● What is expected: Put into a numbered list the lines starting with the line that contains "the sun glow" and going on through the end of the rows, with blank lines left out.

● Extracted material:
▼

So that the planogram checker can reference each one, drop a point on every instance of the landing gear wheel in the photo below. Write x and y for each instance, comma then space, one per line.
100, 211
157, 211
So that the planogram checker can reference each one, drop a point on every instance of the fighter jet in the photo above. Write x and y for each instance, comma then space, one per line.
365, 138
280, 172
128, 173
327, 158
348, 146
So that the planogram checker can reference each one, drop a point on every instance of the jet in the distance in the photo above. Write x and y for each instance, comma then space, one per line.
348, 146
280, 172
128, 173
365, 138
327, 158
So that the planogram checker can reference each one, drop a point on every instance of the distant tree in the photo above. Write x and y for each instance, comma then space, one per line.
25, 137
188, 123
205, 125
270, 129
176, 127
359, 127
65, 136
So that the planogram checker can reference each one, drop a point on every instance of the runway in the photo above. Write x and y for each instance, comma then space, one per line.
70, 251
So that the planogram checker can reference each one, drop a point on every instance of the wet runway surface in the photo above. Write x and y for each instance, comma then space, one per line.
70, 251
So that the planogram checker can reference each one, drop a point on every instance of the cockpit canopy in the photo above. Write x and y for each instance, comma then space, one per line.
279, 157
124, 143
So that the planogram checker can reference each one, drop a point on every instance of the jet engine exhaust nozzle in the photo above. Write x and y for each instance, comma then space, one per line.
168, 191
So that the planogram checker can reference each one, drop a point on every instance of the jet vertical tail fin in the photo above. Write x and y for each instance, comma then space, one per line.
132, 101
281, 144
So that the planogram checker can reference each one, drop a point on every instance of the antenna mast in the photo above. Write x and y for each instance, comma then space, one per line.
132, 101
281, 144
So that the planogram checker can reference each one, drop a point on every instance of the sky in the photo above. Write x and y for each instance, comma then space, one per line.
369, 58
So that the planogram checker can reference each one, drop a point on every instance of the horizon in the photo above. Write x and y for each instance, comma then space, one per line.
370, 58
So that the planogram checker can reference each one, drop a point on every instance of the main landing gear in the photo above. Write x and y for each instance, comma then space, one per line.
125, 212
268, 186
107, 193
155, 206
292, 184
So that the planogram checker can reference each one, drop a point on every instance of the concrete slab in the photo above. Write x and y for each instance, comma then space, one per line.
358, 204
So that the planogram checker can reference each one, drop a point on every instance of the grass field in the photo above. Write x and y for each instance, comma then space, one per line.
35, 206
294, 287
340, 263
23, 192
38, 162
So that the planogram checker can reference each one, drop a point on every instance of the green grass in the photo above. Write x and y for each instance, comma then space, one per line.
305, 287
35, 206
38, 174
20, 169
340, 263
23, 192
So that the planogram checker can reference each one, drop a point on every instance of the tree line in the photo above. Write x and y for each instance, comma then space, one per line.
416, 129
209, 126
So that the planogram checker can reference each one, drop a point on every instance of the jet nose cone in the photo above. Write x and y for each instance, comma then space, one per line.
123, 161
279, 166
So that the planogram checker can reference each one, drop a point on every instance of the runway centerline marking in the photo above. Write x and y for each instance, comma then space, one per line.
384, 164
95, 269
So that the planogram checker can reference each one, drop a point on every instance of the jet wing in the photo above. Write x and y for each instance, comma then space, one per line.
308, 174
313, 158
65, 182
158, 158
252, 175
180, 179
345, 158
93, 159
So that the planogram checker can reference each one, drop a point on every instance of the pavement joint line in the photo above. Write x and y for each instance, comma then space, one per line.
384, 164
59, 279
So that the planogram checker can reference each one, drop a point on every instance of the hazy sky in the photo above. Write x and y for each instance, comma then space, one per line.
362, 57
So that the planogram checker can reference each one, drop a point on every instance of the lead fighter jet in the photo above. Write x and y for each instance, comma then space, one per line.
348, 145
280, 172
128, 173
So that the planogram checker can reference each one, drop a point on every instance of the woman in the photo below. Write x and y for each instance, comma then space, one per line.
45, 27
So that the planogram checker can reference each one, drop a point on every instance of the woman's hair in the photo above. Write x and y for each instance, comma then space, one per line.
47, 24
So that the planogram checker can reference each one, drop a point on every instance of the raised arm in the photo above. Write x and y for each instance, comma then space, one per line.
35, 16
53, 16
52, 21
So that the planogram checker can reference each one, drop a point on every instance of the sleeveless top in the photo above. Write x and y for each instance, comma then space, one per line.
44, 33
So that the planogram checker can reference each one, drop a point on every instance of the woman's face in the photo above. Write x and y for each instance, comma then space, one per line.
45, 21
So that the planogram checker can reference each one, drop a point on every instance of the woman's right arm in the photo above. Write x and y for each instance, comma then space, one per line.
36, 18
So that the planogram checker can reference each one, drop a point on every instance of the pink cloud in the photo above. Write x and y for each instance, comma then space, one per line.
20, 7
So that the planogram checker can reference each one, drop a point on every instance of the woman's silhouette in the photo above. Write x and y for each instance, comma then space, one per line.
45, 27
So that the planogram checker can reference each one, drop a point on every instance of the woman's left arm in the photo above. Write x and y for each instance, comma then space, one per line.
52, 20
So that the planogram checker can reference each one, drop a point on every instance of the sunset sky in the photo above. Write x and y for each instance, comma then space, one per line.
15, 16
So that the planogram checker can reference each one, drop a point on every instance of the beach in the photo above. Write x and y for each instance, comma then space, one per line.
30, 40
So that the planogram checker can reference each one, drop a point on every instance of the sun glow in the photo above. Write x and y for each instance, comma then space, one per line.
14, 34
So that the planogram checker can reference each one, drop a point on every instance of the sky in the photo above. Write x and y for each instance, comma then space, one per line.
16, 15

▲

● Exercise result:
1. So that the planogram checker can reference each one, drop a point on every instance of the sun glow in the photo above. Write x and y for each instance, comma then space, one per line.
2. 14, 34
3. So that the planogram checker can reference each one, drop a point on every instance of the sky in the photo above. Write x and y for each instance, comma then space, one per line.
4. 16, 15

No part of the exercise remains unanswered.